::: Page text :::

While Eden progresses in her pregnancy, Dawn and Marty struggle with their firstborn's regression in potty-training, and also struggle to find daycare when they return to work. When the two are on a date night, Eden, who is babysitting, attempts to help their child to want to stay grown by showing him an R-rated movie, The Omen.

Upon the next doctor's appointment, at which Eden finds out the sex of the baby, Dawn claims to have a scheduling conflict, so Eden calls her estranged father to join instead. After the meeting, the two reconcile. Eden is dismayed when Dawn's phone location reveals her to be at her house, leading to a confrontation. Dawn criticizes Eden for showing The Omen, which gave their child satanic tendencies, scaring their caretaker and causing Dawn to miss an important meeting. She tells Eden to find a doula, causing tension. Meanwhile, Eden approaches her due date and Dawn continues to struggle with exhaustion and postpartum depression, both at work and at home.

When recommended to go on a "babymoon" to blow off steam and relax before the due date, Dawn sees this as an opportunity to relax, while Eden experiences discomfort throughout the trip. At dinner, Eden proposes the idea of moving in together, which Dawn dismisses, and the two argue; Eden calls Dawn out for leaving hours away to the Upper East Side and complains about being left behind when they're family, while Dawn explains she has a family of her own, and suggests Eden didn't think through the decision of having a baby.

::: Data :::

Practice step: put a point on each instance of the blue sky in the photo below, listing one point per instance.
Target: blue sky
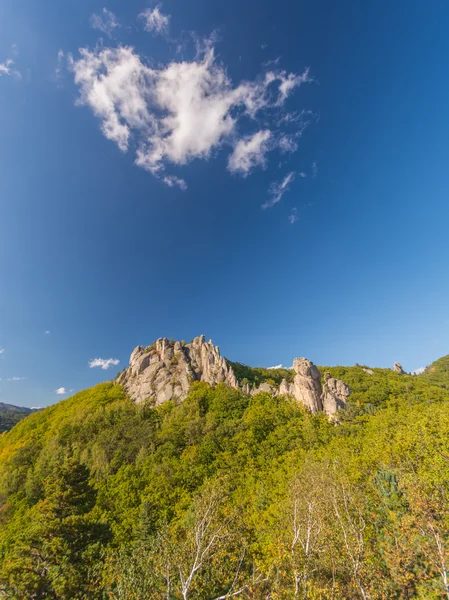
(271, 174)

:::

Task objective -
Write out, word for word, the passage of the plot summary from "While Eden progresses" to "movie, The Omen.".

Response to the task -
While Eden progresses in her pregnancy, Dawn and Marty struggle with their firstborn's regression in potty-training, and also struggle to find daycare when they return to work. When the two are on a date night, Eden, who is babysitting, attempts to help their child to want to stay grown by showing him an R-rated movie, The Omen.